* OBJECTIVE A:
Answer these questions from the book review:
(i) How long is the book?
(ii) Where is Emily sent after she is kicked out of the school?
(iii) Who is the only one unaffected once Yeats has the bare word?

* ARTICLE:
--------------------------------
Genre: science fictionish thriller (it’s set in the real word but if someone speaks the right sounds to you, they can make you do anything)
Length: 390 pages
Setting: various places in the U.S. and Broken Hill, Australia, present day
Interest: I saw it reviewed in a GeekDad post as one of the best books of 2013 (yes, it’s been on my to read list for a while). I finally got around the reading it.
Summary: Emily has been living on the street, making a living playing three-card monte One day, she’s contacted by a recruiter for a school for gifted persuaders. She nearly flunks the testing to get in (and cheats to pass), but soon beings classes about language. Emily always tests the boundaries of what’s allowed, which eventually gets her kicked out of the school her junior year. She’s sent to Broken Hill, Australia and told to make a life there for a possible second chance. She basically gives up on ever getting back on the good side of Yeats (the head of the school/organization), going so far as to fall in love with Harry, one of the Broken Hill residents. Her plans are altered when Yeats calls her back. She’s set up in neurolinguistics and eventually discovers the labs are hiding a secret – a bare word that can completely compromise anyone. She is able to steal the bare word and slowly makes her way back to Broken Hill to escape with Harry. Too bad Yeats secretly compromised her to test the bare word’s ability to compromise everyone. Only Harry is unaffected, and Yeats uses Emily to try to find Harry and see why he’s immune. There’s a breakaway group that’s also trying to find Harry in order to stop Yeats.
Final thoughts: A very interesting book on so many levels. First off, it’s all about the power of language. If you can figure out the underlying personality of someone, you can control them with the right words. The school Emily attends teaches the students how to identify personalities and compromise them. Of course, once you have some power, you want more. The bare word provided absolute power over everyone. I didn’t understand why Yeats thought he could start a religion and prevent a Babel event (which was the end result every other time a bare word was found). Of course, there are things in a person even more powerful than a bare word, so Emily was able to fight back in the end.
--------------------------------
Part of a data file:
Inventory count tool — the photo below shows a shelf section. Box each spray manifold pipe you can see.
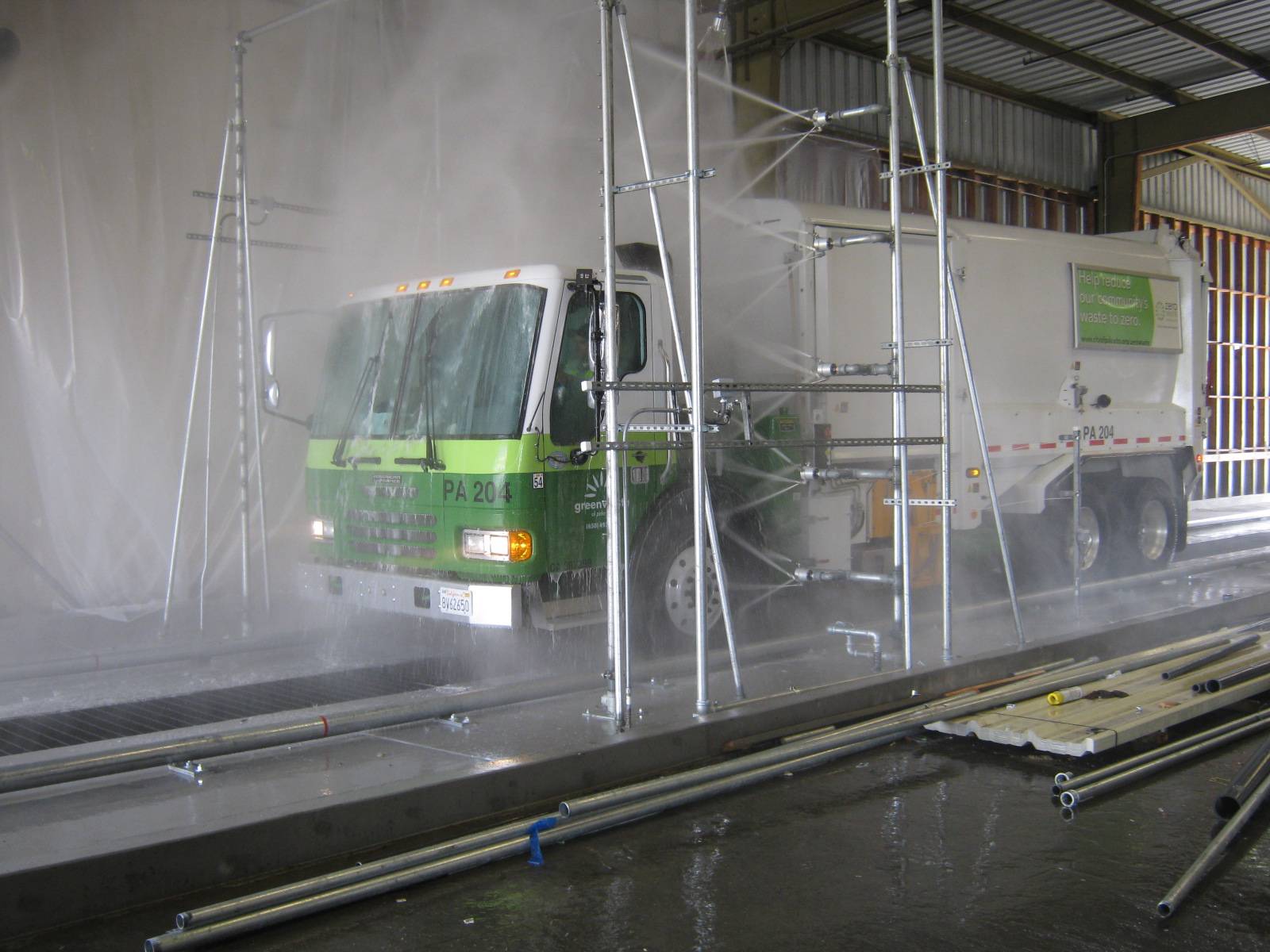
[815,360,895,377]
[802,103,887,132]
[798,466,891,482]
[811,231,891,258]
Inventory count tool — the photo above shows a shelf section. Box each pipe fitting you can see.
[815,360,894,377]
[794,565,847,585]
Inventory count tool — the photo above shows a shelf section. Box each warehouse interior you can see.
[0,0,1270,952]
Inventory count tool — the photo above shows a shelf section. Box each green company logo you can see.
[1076,268,1156,347]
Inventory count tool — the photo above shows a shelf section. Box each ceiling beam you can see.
[1099,85,1270,231]
[1106,85,1270,156]
[1100,0,1270,80]
[918,0,1198,106]
[725,0,878,60]
[815,32,1099,125]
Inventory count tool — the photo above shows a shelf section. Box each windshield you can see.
[313,284,548,440]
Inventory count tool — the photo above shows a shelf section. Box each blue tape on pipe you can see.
[529,816,559,866]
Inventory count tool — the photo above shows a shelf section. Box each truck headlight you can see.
[464,529,533,562]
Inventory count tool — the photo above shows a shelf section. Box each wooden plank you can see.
[926,636,1270,757]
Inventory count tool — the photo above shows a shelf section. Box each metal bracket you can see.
[614,169,715,195]
[881,338,952,351]
[880,163,952,179]
[167,760,203,787]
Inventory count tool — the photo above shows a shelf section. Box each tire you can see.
[1126,480,1181,571]
[631,486,754,655]
[1054,489,1119,579]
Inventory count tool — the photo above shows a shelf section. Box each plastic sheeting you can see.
[0,0,741,616]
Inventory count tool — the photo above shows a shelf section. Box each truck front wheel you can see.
[630,489,745,655]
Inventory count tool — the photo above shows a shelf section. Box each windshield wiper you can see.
[392,307,446,470]
[330,353,379,466]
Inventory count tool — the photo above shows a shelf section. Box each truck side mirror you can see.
[259,311,338,428]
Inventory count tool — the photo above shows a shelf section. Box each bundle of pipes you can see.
[1156,766,1270,919]
[1052,711,1270,808]
[144,637,1239,952]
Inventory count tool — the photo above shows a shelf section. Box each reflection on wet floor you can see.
[15,736,1270,952]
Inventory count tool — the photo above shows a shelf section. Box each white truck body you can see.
[706,202,1206,571]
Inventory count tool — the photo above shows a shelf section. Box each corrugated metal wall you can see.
[1139,212,1270,499]
[781,42,1099,192]
[1139,152,1270,235]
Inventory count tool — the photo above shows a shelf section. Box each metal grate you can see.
[1141,212,1270,499]
[0,658,456,755]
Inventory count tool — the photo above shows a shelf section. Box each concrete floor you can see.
[10,735,1270,952]
[7,500,1270,948]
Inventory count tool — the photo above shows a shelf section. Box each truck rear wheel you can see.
[1128,480,1181,571]
[1054,490,1114,578]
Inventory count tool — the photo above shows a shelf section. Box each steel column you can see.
[887,0,913,669]
[595,0,629,730]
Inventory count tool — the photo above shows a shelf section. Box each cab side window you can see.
[550,290,648,446]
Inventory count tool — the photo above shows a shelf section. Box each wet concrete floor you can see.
[11,720,1270,952]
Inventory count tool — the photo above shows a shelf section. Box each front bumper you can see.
[300,563,525,628]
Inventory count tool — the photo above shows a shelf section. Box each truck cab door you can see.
[544,283,664,570]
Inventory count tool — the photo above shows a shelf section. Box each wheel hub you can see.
[662,546,722,636]
[1138,499,1168,562]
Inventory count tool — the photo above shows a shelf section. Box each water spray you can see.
[810,231,891,258]
[792,565,895,585]
[815,360,895,377]
[802,103,887,132]
[798,466,891,484]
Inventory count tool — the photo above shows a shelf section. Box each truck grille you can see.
[345,509,437,525]
[353,542,437,559]
[345,509,437,559]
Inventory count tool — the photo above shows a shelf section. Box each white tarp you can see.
[0,0,741,616]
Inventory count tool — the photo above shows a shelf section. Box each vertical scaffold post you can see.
[887,0,913,669]
[231,44,252,635]
[595,0,629,730]
[683,0,710,713]
[931,0,952,662]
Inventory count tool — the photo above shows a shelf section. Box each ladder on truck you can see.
[583,0,1024,730]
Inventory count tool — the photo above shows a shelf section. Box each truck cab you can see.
[300,257,669,628]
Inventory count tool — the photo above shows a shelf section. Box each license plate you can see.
[437,589,472,618]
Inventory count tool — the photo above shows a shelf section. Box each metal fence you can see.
[1141,212,1270,499]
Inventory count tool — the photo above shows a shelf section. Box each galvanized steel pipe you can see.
[1050,711,1270,797]
[1156,777,1270,919]
[1213,741,1270,820]
[1059,719,1270,808]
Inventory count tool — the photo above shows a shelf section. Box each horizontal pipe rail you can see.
[1160,633,1261,681]
[582,379,940,393]
[582,436,944,453]
[0,674,595,793]
[144,732,894,952]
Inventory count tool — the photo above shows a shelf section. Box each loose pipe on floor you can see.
[1059,717,1270,808]
[144,637,1239,952]
[1050,711,1270,797]
[1156,777,1270,919]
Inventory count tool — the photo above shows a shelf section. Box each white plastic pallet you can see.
[926,636,1270,757]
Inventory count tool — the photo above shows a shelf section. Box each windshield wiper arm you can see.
[330,353,379,466]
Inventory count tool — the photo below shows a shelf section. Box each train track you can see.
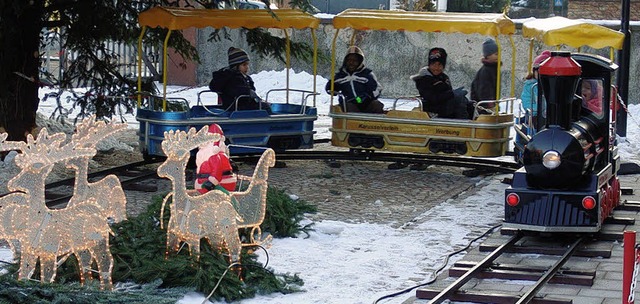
[45,159,160,209]
[233,150,520,173]
[416,233,592,304]
[0,150,518,208]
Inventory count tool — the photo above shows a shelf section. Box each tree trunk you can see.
[0,0,43,140]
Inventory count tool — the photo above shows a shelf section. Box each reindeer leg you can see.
[76,250,93,284]
[18,252,38,280]
[40,256,58,283]
[89,240,113,290]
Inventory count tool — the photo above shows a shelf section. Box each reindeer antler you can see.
[71,115,127,149]
[0,133,27,151]
[15,128,93,168]
[162,126,220,156]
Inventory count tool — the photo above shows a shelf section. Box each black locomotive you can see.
[504,52,620,232]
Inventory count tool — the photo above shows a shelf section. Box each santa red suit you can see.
[194,124,237,193]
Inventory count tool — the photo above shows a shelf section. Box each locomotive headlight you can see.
[542,150,561,170]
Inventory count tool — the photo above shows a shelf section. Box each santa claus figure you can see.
[195,124,237,193]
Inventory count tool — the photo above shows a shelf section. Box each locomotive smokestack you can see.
[539,52,582,130]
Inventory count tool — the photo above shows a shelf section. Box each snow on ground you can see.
[0,71,640,304]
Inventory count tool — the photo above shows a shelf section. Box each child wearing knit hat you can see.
[410,47,470,119]
[325,45,384,114]
[209,47,271,114]
[471,38,498,114]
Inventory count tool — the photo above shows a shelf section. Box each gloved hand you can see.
[453,87,469,96]
[249,90,262,103]
[202,181,216,191]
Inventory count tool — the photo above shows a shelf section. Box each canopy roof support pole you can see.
[311,29,318,107]
[162,30,171,112]
[138,26,147,108]
[509,35,516,97]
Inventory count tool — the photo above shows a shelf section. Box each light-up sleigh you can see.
[136,7,320,158]
[158,126,275,262]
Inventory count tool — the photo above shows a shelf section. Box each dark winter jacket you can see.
[411,67,453,117]
[209,67,260,111]
[325,48,382,107]
[471,58,498,101]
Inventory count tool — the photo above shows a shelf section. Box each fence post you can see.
[622,231,636,304]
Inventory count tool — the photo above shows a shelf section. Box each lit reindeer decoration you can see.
[158,126,242,262]
[66,116,127,223]
[0,129,113,289]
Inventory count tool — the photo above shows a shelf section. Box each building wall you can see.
[567,0,640,21]
[196,20,640,103]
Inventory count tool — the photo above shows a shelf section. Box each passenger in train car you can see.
[410,47,472,119]
[580,79,602,115]
[520,50,551,123]
[194,124,237,194]
[209,47,271,113]
[471,38,498,114]
[325,46,384,113]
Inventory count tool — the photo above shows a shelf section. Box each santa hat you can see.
[482,38,498,57]
[428,47,447,67]
[227,47,249,67]
[209,124,225,146]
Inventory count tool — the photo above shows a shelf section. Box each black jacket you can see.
[209,67,260,111]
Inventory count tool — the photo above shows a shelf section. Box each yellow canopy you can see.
[522,17,624,50]
[333,9,516,37]
[138,6,320,30]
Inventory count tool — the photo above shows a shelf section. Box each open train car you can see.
[136,7,320,157]
[329,9,515,157]
[513,17,624,164]
[503,52,620,233]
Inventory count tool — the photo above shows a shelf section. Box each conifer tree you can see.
[0,0,311,140]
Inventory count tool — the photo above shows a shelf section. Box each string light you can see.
[158,126,275,263]
[0,117,126,289]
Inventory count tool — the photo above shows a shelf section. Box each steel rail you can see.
[429,233,523,304]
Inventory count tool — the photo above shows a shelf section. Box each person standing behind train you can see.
[209,47,271,113]
[520,50,551,122]
[410,47,469,119]
[471,38,498,114]
[325,46,384,113]
[194,124,237,194]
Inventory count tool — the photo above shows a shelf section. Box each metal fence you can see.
[40,31,162,84]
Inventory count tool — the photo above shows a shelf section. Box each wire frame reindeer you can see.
[158,126,242,262]
[65,116,127,223]
[0,123,124,289]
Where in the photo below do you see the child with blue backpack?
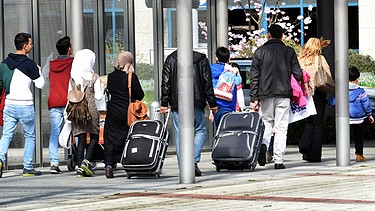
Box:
[328,67,374,162]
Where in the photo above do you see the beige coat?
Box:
[299,55,332,91]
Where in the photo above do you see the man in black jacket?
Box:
[160,51,218,176]
[250,25,302,169]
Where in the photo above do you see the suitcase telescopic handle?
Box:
[154,108,171,128]
[241,106,259,112]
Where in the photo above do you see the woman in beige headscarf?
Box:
[104,51,144,178]
[69,49,104,177]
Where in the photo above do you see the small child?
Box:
[349,67,374,162]
[327,67,374,162]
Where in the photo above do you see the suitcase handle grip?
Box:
[154,108,171,129]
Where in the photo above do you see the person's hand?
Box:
[250,101,258,111]
[368,115,374,124]
[210,106,219,114]
[160,106,168,114]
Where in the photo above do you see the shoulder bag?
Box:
[127,72,149,127]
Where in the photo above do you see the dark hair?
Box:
[14,32,31,50]
[216,47,230,62]
[56,36,71,55]
[349,67,360,81]
[230,62,241,70]
[268,24,283,39]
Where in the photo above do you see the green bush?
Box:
[348,50,375,73]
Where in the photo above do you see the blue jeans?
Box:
[172,106,207,163]
[214,107,234,128]
[0,105,35,170]
[49,107,65,166]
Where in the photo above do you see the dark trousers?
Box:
[299,90,327,162]
[75,133,99,166]
[350,121,365,155]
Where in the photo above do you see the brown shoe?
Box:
[355,155,366,162]
[105,165,114,179]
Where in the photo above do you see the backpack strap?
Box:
[128,71,133,104]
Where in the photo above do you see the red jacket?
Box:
[48,57,73,109]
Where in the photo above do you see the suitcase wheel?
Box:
[66,158,75,171]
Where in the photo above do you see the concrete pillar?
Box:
[334,0,350,166]
[177,0,195,184]
[70,0,83,53]
[214,0,228,47]
[358,0,375,59]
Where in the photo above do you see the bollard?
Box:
[150,101,161,120]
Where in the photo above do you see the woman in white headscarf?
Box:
[104,51,144,178]
[69,49,104,177]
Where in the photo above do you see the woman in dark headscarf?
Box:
[104,51,144,178]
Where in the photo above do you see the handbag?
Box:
[0,87,5,126]
[315,56,335,93]
[289,96,317,124]
[214,64,236,101]
[127,72,149,127]
[59,120,73,149]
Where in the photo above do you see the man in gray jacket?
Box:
[250,25,302,169]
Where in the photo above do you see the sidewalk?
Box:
[0,141,375,210]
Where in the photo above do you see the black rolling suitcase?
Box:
[211,112,264,172]
[121,111,170,179]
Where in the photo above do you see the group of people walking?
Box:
[0,25,374,178]
[0,33,144,178]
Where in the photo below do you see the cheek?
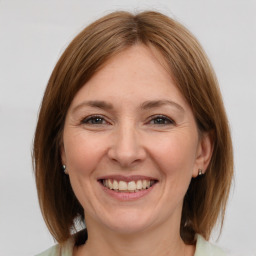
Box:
[148,133,197,178]
[64,133,107,176]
--------------------------------
* OBJECTIVE B: Render only the records from the line that contains "bumper you can see." through the line that contains "[1059,719,1270,808]" as a two-column CSV with the columns request and answer. Give one row per request, with each value in a single quoted field and line breaks changed to spaces.

* TASK RESPONSE A:
(i) 390 pages
(ii) Broken Hill, Australia
(iii) Harry

* TASK RESPONSE B:
request,answer
"Inventory count tool — the photo above shows a shelf section. Box each front bumper you can see.","[300,563,525,628]"
"Inventory count tool — the photo above shows a shelf section. Box each truck cab door you can see.","[544,283,664,570]"
"Inventory count tool — the photo above shows a shelf section. Box each wheel hub you can see.","[662,546,722,636] [1138,499,1168,562]"
"Inventory count tool — the photo above shows a shelf section. Box each water spray you can see.","[810,231,891,258] [792,565,895,585] [815,360,895,377] [802,103,887,132] [798,466,891,484]"
"Inventory count tool — the photo above shows a shelf section. Box each truck grille you can see.","[345,509,437,525] [353,542,437,559] [345,509,437,559]"
"Inventory count tool — the photo above shows a shelf section. Box each white tarp you can see.","[0,0,741,616]"
"Inventory count tool — the photo above shows a shelf section. Box each vertical scaffold post you can see.","[887,0,913,669] [231,44,252,635] [595,0,629,730] [683,0,710,713] [931,0,952,662]"
"Inventory count tool — the photo above shows a shelf section. Box each ladder on truck you can see.","[583,0,1024,730]"
"Inventory count tool — the photo above shows a shelf section. Box each truck cab you can see.","[300,257,669,628]"
"Inventory count tool — the photo above shows a shelf section. Box each license plate you can see.","[437,589,472,618]"
"Inventory count tool — the photo above shows a shelf section. Box each metal fence you can see.","[1141,212,1270,499]"
"Inventory count tool — the photo above shows a shelf section. Box each galvanized steel pipe you can see.","[1050,711,1270,797] [1156,777,1270,919] [1213,741,1270,820] [1059,719,1270,808]"